» **PAGE EXTRACT**:
I will talk about cardiovascular rather than cerebrovascular and
stroke, in that it has been a government target through the National
Service Framework, and that is one of the reasons that the times,
as I have already mentioned, in getting heart attack patients
treated have come down because it has become a government priority,
they have put money behind it and so things have started to happen.
If you like, it shows what can be done when the right impetus
is put behind it. There are coalitions of funders for research:
one, in particular, is the Cardiovascular Research Funders Forum,
which is a coalition of the Department of Health, the BHF, the
Wellcome Trust, the MRC, and the Stroke Association (I think that
is probably it) who meet relatively regularly to discuss strategy
and areas of research that are of importance. I think we have
got a way to go yet to make sure that that then gets translated
into implementation and funding but at least the infrastructure
is there to do that. I think, from the cardiovascular point of
view, we have been fairly lucky over the years. I think stroke
has been, unfortunately, left somewhat behind. I do not know whether
my colleagues would agree with that.
Professor Fentem:
I think there are a number of points worth making as regards stroke.
Stroke research has benefited from the NHS research and development
programme, there is no doubt about that, and they enabled us to
pick up some quite important projects in relation to rehabilitation.
The other area which is rather important and which we have not
touched on this afternoon is the question of research capacity.
I came to see Lord Warner in December and Lord Warner said to
me: "If I gave you £10 million would you know where
to spend it?" The answer is that we would have a bit of difficulty
in spending it in some of the areas which are our priorities,
for the reason that stroke is quite a new discipline. As I said
at the outset, 20 years ago nothing much was happening for stroke
patients; stroke research is therefore relatively new, certainly
compared with the research into heart disease. The result is that
there is a capacity-building exercise that is needed in order
to have the researchers around who were capable of undertaking
this work. It is a great pleasure to be able to say that the NHS
have, at last, picked that up. The Stroke Association is one of
the strands of their support that they have given. We have had
bursaries to help build research capacity for some years, but
the NHS have now picked that up. Indeed, the level of support
that was provided for such people was, I think, particularly generous,
which is slightly surprising.

» **EXCERPTED DATA**:
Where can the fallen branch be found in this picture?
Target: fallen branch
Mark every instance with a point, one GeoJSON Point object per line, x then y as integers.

* * *

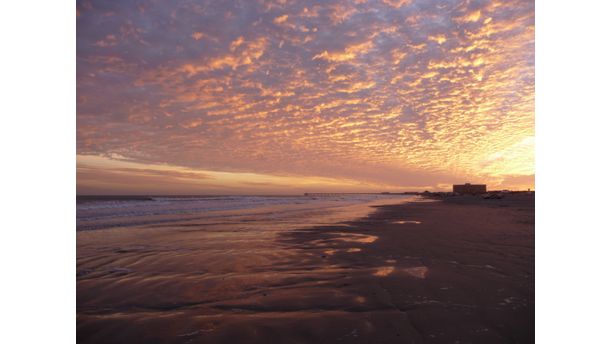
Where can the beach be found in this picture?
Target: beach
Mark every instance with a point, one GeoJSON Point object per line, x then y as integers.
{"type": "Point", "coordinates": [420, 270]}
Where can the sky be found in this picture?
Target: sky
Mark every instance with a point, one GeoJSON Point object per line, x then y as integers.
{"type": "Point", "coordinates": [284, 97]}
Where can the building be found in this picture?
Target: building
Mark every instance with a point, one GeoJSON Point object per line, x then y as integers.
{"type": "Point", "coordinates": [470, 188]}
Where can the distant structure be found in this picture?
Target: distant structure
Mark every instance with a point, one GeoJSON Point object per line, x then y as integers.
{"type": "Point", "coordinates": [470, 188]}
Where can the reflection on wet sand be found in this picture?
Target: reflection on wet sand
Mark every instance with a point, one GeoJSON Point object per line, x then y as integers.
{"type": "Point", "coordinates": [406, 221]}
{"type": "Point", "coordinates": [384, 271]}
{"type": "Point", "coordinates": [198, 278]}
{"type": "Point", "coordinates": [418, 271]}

* * *

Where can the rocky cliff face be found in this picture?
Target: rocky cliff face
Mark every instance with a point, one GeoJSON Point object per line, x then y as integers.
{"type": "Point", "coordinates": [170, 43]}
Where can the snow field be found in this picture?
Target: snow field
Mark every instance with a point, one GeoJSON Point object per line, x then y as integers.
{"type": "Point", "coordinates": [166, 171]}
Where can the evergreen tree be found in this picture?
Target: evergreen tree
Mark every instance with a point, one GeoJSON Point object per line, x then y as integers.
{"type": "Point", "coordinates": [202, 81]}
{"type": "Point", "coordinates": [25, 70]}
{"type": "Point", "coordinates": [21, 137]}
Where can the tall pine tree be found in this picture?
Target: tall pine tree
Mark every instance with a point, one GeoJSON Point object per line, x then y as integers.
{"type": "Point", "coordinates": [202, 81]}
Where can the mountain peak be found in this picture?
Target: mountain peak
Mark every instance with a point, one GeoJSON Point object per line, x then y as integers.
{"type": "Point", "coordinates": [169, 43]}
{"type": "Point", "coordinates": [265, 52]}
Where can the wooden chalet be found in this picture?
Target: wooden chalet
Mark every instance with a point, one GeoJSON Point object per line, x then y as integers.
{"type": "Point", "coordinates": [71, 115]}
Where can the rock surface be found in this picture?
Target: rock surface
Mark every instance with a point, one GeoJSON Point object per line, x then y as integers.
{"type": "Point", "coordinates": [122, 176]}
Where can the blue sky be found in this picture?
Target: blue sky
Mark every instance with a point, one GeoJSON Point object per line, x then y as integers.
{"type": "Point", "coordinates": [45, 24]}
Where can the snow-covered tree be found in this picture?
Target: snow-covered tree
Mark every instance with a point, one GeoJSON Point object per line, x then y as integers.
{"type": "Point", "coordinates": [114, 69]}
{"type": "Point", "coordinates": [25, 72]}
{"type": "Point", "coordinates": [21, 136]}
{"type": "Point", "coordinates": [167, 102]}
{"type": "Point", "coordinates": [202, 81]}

» **WORK TASK**: Rewrite the passage on stroke research between "Stroke research has" and "relation to rehabilitation.", inclusive, putting "recovery" in place of "rehabilitation". Rely only on the passage on stroke research.

» **EXERCISE OUTPUT**:
Stroke research has benefited from the NHS research and development
programme, there is no doubt about that, and they enabled us to
pick up some quite important projects in relation to recovery.